-------- Excerpt to read

Training BERT #3 - Next Sentence Prediction (NSP)

Hi, welcome to the video. Here we're going to have a look at using next sentence prediction or NSP for fine-tuning our BERT models. Now a few of the previous videos we covered mass language modeling and how we use mass language modeling to fine-tune our models. NSP is like the other half of fine-tuning for BERT.

So both of those techniques during the actual training of BERT, so when Google train BERT initially, they use both of these methods. And whereas MLM is identifying or almost training on the relationships between words, next sentence prediction is training on more long-term relationships between sentences rather than words. And in the original BERT paper it was found that without NSP, because they tried training BERT without NSP as well, BERT performed worse on every single metric.

So it is pretty important and obviously if we take this approach, we take mass language modeling and NSP and apply both those to training our models, fine-tuning our models, we're going to get better results than if we just use MLM. So what is NSP? NSP consists of giving BERT two sentences, sentence A and sentence B, and saying, "Hey BERT, does sentence B come after sentence A?" And then BERT will say, "Okay, sentence B is the next sentence after sentence A, or it is not the next sentence after sentence A." So if we took these three sentences that are on the screen, we have one, two, and three, right?

One and two, if you ask BERT, "Does sentence two come after sentence one?" Then we'd kind of want BERT to say no, right? Because clearly they're talking about completely different topics, and the type of language and everything in there just doesn't really match up. But then if we have a look at sentence three and sentence one, they do match up.

So sentence three is quite possibly the follow-on sentence after sentence one. So in that case, we would expect BERT to say, "This is the next sentence." So let's have a look at how NSP looks within BERT itself. So here we have the core BERT model, and during fine-tuning or pre-training, we add this other head on top of BERT.

So this is the BERT for pre-training head. And the BERT for pre-training head contains two different heads inside it. And that is our NSP head and our mass language modeling head. Now, we just want to focus on the NSP head for now. And as well, we don't need to fine-tune or train our models with both of these heads.

We can actually do it one by one. We could use mass language modeling only, or we could use NSP only. But the full approach to pre-training BERT is using both. So if we have a look inside our NSP head, we'll find that we have a feed-forward neural network, and that will output two different values.

Now, these two values are our "is not the next sequence" there, and our "is the next sequence," which is there. Okay, so value zero is the next sentence. Value one is not the next sentence. Now, we have the final outputs from our final encoder in BERT at the bottom here.

And we don't actually use all of these activations. We only use the CLS token activation, which is over at the left here. So this here is our CLS token. Okay, and when I say this is our CLS token, I mean more that this is not our CLS token. The CLS token is down here.

So we input the CLS token, and this output is the subsequent output after being processed by 12 or so encoders within BERT itself. So this is the output representation of that CLS token. Now, the activations from that get fed into our feed-forward neural network, and the dimensionality that we have here is 768 for that single token.

This is in the BERT base model, by the way. And that gets translated into our dimensionality here, which is just the two outputs. So that's essentially how NSP works. Once we have our two outputs here, we just take the argmax of both of those. So we take both over here, and we just take an argmax function of that, and that will output us either 0 or 1, where 0 is the isNext class, and 1 is the notNext class.

----------------
-------- Collected data

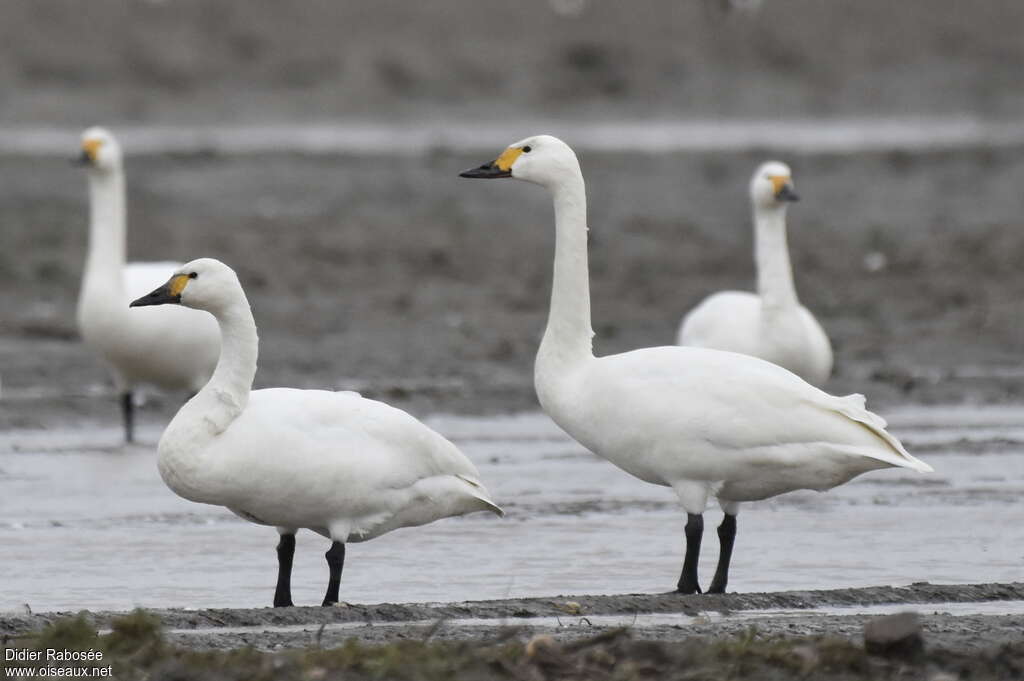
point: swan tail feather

----------------

Exercise details: From the next sentence prediction transcript above, retype the passage that starts with the words containing "One and two, if" and ends with "do match up.".

Output:
One and two, if you ask BERT, "Does sentence two come after sentence one?" Then we'd kind of want BERT to say no, right? Because clearly they're talking about completely different topics, and the type of language and everything in there just doesn't really match up. But then if we have a look at sentence three and sentence one, they do match up.